AVAILABLE DATA.
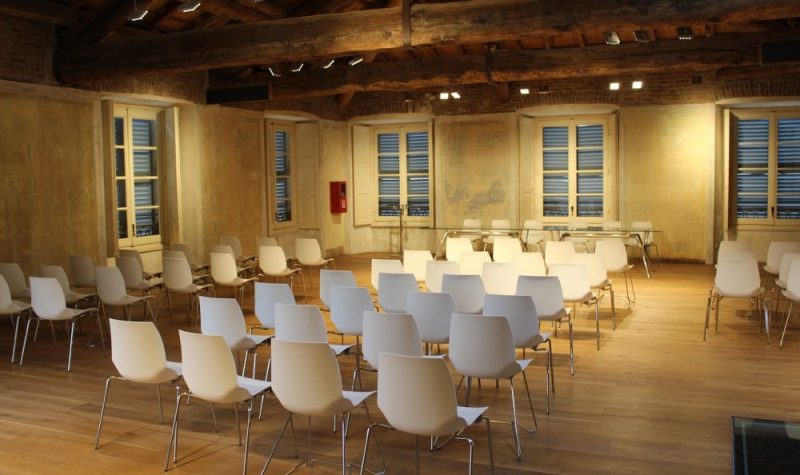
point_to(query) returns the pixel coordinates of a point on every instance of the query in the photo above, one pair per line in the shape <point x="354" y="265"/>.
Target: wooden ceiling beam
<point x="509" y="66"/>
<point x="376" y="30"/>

* * *

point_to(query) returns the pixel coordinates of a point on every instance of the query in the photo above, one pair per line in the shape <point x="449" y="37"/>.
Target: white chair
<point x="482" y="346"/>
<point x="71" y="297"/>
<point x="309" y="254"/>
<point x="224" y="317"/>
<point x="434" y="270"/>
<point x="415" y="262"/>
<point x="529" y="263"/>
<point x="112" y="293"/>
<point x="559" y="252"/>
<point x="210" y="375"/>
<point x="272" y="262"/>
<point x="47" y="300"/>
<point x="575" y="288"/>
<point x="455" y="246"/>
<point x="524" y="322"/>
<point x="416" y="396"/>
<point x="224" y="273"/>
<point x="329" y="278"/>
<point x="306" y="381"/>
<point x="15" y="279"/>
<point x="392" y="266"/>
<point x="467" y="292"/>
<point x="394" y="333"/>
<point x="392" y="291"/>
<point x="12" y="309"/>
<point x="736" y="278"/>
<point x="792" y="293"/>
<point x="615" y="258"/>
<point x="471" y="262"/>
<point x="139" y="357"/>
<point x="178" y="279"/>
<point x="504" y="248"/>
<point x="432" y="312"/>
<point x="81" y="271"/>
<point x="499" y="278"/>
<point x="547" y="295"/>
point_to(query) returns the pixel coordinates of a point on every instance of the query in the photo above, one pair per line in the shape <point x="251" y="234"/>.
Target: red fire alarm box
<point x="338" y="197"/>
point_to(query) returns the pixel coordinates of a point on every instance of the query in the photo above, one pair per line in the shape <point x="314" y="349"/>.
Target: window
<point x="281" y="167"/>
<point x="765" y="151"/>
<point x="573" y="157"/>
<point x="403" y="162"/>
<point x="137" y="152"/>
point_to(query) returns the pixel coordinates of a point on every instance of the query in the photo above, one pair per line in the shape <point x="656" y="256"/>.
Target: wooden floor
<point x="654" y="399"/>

WHAT THE TASK ASKS. Tally the lines in the listing that hold the string "every"; your reply is that total alone.

RESULT OF THIS EXERCISE. 5